• Work instructions
When you reach the line containing "Task: detect wooden" in the entries below, please begin setting down lines exactly, stop only after the last one, and add nothing else.

(Saved data entries)
^^^^^^^^

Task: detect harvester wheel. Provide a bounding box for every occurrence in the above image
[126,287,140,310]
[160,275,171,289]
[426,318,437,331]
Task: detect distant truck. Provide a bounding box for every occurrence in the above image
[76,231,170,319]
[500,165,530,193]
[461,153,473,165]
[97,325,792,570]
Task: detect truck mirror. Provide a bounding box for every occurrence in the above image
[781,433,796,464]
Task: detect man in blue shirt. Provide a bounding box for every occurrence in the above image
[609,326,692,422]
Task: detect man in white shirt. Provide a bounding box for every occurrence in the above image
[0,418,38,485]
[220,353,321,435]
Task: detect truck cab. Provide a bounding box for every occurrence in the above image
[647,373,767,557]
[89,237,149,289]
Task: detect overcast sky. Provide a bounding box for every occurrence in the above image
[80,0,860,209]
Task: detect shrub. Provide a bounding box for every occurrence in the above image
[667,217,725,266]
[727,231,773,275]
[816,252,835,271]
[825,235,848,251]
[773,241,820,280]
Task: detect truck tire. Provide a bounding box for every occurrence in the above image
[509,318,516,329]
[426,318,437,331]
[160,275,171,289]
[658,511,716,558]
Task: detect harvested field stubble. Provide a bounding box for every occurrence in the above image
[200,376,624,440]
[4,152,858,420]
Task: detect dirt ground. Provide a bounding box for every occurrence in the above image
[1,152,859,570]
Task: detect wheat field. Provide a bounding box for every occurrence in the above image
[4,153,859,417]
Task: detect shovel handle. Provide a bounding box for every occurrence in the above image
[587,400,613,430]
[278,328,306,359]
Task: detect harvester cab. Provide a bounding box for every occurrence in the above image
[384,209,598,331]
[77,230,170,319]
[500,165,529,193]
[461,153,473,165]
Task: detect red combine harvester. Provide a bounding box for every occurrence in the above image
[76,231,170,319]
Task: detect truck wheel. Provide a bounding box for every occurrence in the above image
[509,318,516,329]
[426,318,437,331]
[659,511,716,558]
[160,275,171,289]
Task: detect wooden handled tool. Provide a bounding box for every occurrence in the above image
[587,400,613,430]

^^^^^^^^

• Task response
Task: detect wooden handled tool. Provide a bounding box for every occurrence in the above image
[587,400,613,430]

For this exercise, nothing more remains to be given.